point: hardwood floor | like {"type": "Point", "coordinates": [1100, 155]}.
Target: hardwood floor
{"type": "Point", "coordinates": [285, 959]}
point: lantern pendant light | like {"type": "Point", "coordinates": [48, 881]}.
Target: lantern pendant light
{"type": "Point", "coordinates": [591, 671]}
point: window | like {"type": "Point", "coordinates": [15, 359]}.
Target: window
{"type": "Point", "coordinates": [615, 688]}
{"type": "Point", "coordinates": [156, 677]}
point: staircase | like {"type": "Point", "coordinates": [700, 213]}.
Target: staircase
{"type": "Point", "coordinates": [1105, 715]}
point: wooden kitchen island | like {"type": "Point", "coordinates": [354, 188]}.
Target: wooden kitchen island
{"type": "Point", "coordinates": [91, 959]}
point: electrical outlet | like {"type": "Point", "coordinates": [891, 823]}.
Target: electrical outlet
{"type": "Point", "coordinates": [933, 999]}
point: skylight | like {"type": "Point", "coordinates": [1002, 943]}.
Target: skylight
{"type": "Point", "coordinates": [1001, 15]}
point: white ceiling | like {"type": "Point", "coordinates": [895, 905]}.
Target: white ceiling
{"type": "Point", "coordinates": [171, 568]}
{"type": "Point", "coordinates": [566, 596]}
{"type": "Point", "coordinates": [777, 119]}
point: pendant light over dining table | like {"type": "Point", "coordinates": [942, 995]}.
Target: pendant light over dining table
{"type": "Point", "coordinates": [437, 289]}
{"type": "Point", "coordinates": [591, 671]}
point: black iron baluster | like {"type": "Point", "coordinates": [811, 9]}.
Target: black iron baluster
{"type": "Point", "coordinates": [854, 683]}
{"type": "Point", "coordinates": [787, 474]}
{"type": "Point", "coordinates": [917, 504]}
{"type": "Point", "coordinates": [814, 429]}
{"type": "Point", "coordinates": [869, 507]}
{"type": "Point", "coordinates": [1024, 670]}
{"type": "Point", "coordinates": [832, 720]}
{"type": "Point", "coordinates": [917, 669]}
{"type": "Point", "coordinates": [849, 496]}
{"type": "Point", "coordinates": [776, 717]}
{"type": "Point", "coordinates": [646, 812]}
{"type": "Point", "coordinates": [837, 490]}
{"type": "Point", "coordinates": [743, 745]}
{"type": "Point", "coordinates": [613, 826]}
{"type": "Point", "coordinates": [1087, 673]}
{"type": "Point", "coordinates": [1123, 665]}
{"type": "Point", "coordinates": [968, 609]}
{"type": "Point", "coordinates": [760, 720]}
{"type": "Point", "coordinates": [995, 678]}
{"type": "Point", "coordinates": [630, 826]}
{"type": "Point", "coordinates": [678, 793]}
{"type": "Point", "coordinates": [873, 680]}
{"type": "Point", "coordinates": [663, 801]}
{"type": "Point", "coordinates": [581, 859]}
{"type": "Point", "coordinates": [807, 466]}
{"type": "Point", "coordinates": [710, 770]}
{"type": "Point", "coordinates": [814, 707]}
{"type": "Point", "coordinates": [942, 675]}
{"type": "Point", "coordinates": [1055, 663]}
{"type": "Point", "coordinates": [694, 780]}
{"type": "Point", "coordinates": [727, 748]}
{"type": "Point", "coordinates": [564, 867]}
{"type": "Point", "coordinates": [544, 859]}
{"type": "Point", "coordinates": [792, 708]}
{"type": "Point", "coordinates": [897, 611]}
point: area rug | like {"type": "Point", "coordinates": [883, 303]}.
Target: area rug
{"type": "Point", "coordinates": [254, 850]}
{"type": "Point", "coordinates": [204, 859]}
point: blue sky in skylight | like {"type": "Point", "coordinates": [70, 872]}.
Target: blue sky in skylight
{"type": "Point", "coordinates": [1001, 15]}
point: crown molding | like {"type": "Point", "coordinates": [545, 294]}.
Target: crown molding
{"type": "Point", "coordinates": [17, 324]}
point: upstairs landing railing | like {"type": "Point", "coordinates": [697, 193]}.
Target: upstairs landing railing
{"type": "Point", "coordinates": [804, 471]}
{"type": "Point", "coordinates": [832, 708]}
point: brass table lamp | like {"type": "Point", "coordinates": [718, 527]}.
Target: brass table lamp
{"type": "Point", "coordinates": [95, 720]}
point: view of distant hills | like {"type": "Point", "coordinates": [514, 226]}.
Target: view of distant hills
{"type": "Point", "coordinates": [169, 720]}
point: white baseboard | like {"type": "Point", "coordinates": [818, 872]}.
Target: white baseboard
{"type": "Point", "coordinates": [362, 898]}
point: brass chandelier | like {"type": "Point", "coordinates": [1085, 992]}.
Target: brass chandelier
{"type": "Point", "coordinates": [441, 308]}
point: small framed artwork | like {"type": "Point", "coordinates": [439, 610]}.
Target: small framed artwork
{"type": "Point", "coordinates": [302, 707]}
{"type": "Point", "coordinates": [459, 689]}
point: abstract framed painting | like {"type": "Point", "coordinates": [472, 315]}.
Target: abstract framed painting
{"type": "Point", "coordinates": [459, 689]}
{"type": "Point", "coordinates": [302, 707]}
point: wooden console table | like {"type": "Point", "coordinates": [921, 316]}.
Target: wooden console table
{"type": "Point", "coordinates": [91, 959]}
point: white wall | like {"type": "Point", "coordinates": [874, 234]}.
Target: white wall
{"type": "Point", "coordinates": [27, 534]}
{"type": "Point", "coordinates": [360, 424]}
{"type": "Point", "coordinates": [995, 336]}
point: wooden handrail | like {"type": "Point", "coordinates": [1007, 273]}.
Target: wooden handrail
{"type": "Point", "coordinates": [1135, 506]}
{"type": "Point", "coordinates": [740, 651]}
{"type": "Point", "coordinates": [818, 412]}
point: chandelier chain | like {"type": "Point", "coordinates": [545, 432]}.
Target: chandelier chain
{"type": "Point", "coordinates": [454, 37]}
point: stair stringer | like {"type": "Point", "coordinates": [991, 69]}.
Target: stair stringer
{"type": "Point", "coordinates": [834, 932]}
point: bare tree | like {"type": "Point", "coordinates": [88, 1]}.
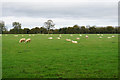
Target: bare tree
{"type": "Point", "coordinates": [48, 25]}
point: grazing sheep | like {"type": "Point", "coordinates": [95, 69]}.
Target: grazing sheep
{"type": "Point", "coordinates": [33, 35]}
{"type": "Point", "coordinates": [100, 37]}
{"type": "Point", "coordinates": [28, 40]}
{"type": "Point", "coordinates": [86, 36]}
{"type": "Point", "coordinates": [113, 36]}
{"type": "Point", "coordinates": [16, 35]}
{"type": "Point", "coordinates": [77, 38]}
{"type": "Point", "coordinates": [109, 37]}
{"type": "Point", "coordinates": [80, 35]}
{"type": "Point", "coordinates": [74, 41]}
{"type": "Point", "coordinates": [58, 37]}
{"type": "Point", "coordinates": [68, 40]}
{"type": "Point", "coordinates": [22, 40]}
{"type": "Point", "coordinates": [101, 34]}
{"type": "Point", "coordinates": [50, 38]}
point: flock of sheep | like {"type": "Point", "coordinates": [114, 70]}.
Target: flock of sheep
{"type": "Point", "coordinates": [69, 40]}
{"type": "Point", "coordinates": [59, 37]}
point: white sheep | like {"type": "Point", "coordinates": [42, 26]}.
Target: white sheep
....
> _What is being asked_: Only the pictures are dropped when you print the material; everything else is copied exactly.

> _Response to the exercise_:
point: hardwood floor | like {"type": "Point", "coordinates": [1100, 155]}.
Target: hardwood floor
{"type": "Point", "coordinates": [285, 959]}
point: lantern pendant light | like {"type": "Point", "coordinates": [48, 881]}.
Target: lantern pendant light
{"type": "Point", "coordinates": [591, 671]}
point: window | like {"type": "Point", "coordinates": [15, 359]}.
Target: window
{"type": "Point", "coordinates": [615, 688]}
{"type": "Point", "coordinates": [156, 677]}
point: staircase | like {"type": "Point", "coordinates": [700, 213]}.
Target: staircase
{"type": "Point", "coordinates": [1105, 715]}
point: wooden kitchen island | like {"type": "Point", "coordinates": [354, 188]}.
Target: wooden kitchen island
{"type": "Point", "coordinates": [91, 959]}
point: electrical outlet | like {"type": "Point", "coordinates": [891, 823]}.
Target: electrical outlet
{"type": "Point", "coordinates": [933, 999]}
point: skylight | like {"type": "Point", "coordinates": [1002, 943]}.
Target: skylight
{"type": "Point", "coordinates": [1001, 15]}
point: white ceiling | like {"type": "Point", "coordinates": [895, 905]}.
Target: white ceiling
{"type": "Point", "coordinates": [171, 568]}
{"type": "Point", "coordinates": [566, 596]}
{"type": "Point", "coordinates": [777, 119]}
point: pendant light over dining table | like {"type": "Point", "coordinates": [942, 995]}.
Target: pendant light over dining table
{"type": "Point", "coordinates": [437, 289]}
{"type": "Point", "coordinates": [591, 671]}
point: black iron baluster | like {"type": "Point", "coordinates": [811, 9]}.
Target: black iron baluster
{"type": "Point", "coordinates": [854, 683]}
{"type": "Point", "coordinates": [787, 474]}
{"type": "Point", "coordinates": [917, 504]}
{"type": "Point", "coordinates": [814, 429]}
{"type": "Point", "coordinates": [869, 507]}
{"type": "Point", "coordinates": [1024, 670]}
{"type": "Point", "coordinates": [832, 720]}
{"type": "Point", "coordinates": [917, 669]}
{"type": "Point", "coordinates": [849, 496]}
{"type": "Point", "coordinates": [776, 717]}
{"type": "Point", "coordinates": [646, 812]}
{"type": "Point", "coordinates": [837, 490]}
{"type": "Point", "coordinates": [743, 745]}
{"type": "Point", "coordinates": [613, 826]}
{"type": "Point", "coordinates": [1087, 673]}
{"type": "Point", "coordinates": [1123, 665]}
{"type": "Point", "coordinates": [968, 609]}
{"type": "Point", "coordinates": [760, 720]}
{"type": "Point", "coordinates": [995, 678]}
{"type": "Point", "coordinates": [630, 826]}
{"type": "Point", "coordinates": [678, 793]}
{"type": "Point", "coordinates": [873, 680]}
{"type": "Point", "coordinates": [663, 801]}
{"type": "Point", "coordinates": [581, 859]}
{"type": "Point", "coordinates": [807, 466]}
{"type": "Point", "coordinates": [710, 770]}
{"type": "Point", "coordinates": [814, 707]}
{"type": "Point", "coordinates": [942, 675]}
{"type": "Point", "coordinates": [1055, 663]}
{"type": "Point", "coordinates": [694, 780]}
{"type": "Point", "coordinates": [727, 748]}
{"type": "Point", "coordinates": [564, 867]}
{"type": "Point", "coordinates": [544, 859]}
{"type": "Point", "coordinates": [792, 708]}
{"type": "Point", "coordinates": [897, 611]}
point: area rug | like {"type": "Point", "coordinates": [883, 303]}.
Target: area rug
{"type": "Point", "coordinates": [254, 850]}
{"type": "Point", "coordinates": [204, 859]}
point: blue sky in skylight | like {"type": "Point", "coordinates": [70, 872]}.
Target: blue sky in skylight
{"type": "Point", "coordinates": [1001, 15]}
point: crown molding | like {"type": "Point", "coordinates": [545, 294]}.
Target: crown molding
{"type": "Point", "coordinates": [17, 324]}
point: upstairs landing railing | like {"type": "Point", "coordinates": [697, 193]}.
Target: upstairs landing railing
{"type": "Point", "coordinates": [804, 471]}
{"type": "Point", "coordinates": [832, 708]}
point: brass table lamp | like {"type": "Point", "coordinates": [718, 527]}.
Target: brass table lamp
{"type": "Point", "coordinates": [95, 720]}
point: view of distant hills | like {"type": "Point", "coordinates": [514, 226]}.
Target: view of distant hills
{"type": "Point", "coordinates": [169, 720]}
point: white baseboard | like {"type": "Point", "coordinates": [818, 872]}.
Target: white baseboard
{"type": "Point", "coordinates": [362, 898]}
point: brass chandelier | like {"type": "Point", "coordinates": [1085, 992]}.
Target: brass chandelier
{"type": "Point", "coordinates": [441, 308]}
point: small framed artwork | like {"type": "Point", "coordinates": [439, 610]}.
Target: small framed artwork
{"type": "Point", "coordinates": [302, 707]}
{"type": "Point", "coordinates": [459, 689]}
point: abstract framed painting | like {"type": "Point", "coordinates": [472, 315]}.
Target: abstract framed painting
{"type": "Point", "coordinates": [459, 689]}
{"type": "Point", "coordinates": [302, 707]}
point: wooden console table | like {"type": "Point", "coordinates": [921, 316]}.
Target: wooden console table
{"type": "Point", "coordinates": [91, 959]}
point: white wall | like {"type": "Point", "coordinates": [874, 234]}.
Target: white wall
{"type": "Point", "coordinates": [27, 534]}
{"type": "Point", "coordinates": [360, 424]}
{"type": "Point", "coordinates": [995, 336]}
point: wooden handrail | like {"type": "Point", "coordinates": [1007, 273]}.
Target: wooden handrail
{"type": "Point", "coordinates": [1135, 506]}
{"type": "Point", "coordinates": [740, 651]}
{"type": "Point", "coordinates": [818, 412]}
point: chandelier chain | like {"type": "Point", "coordinates": [545, 432]}.
Target: chandelier chain
{"type": "Point", "coordinates": [454, 37]}
point: stair stringer | like {"type": "Point", "coordinates": [991, 69]}.
Target: stair stringer
{"type": "Point", "coordinates": [834, 932]}
point: bare tree | like {"type": "Point", "coordinates": [88, 1]}.
Target: bare tree
{"type": "Point", "coordinates": [48, 25]}
point: grazing sheep | like {"type": "Point", "coordinates": [95, 69]}.
Target: grazing sheep
{"type": "Point", "coordinates": [33, 35]}
{"type": "Point", "coordinates": [100, 37]}
{"type": "Point", "coordinates": [28, 40]}
{"type": "Point", "coordinates": [86, 36]}
{"type": "Point", "coordinates": [113, 36]}
{"type": "Point", "coordinates": [16, 35]}
{"type": "Point", "coordinates": [77, 38]}
{"type": "Point", "coordinates": [109, 37]}
{"type": "Point", "coordinates": [80, 35]}
{"type": "Point", "coordinates": [74, 41]}
{"type": "Point", "coordinates": [58, 37]}
{"type": "Point", "coordinates": [68, 40]}
{"type": "Point", "coordinates": [22, 40]}
{"type": "Point", "coordinates": [101, 34]}
{"type": "Point", "coordinates": [50, 38]}
point: flock of sheep | like {"type": "Point", "coordinates": [114, 70]}.
Target: flock of sheep
{"type": "Point", "coordinates": [69, 40]}
{"type": "Point", "coordinates": [59, 37]}
point: white sheep | like {"type": "Point", "coordinates": [42, 26]}.
Target: white sheep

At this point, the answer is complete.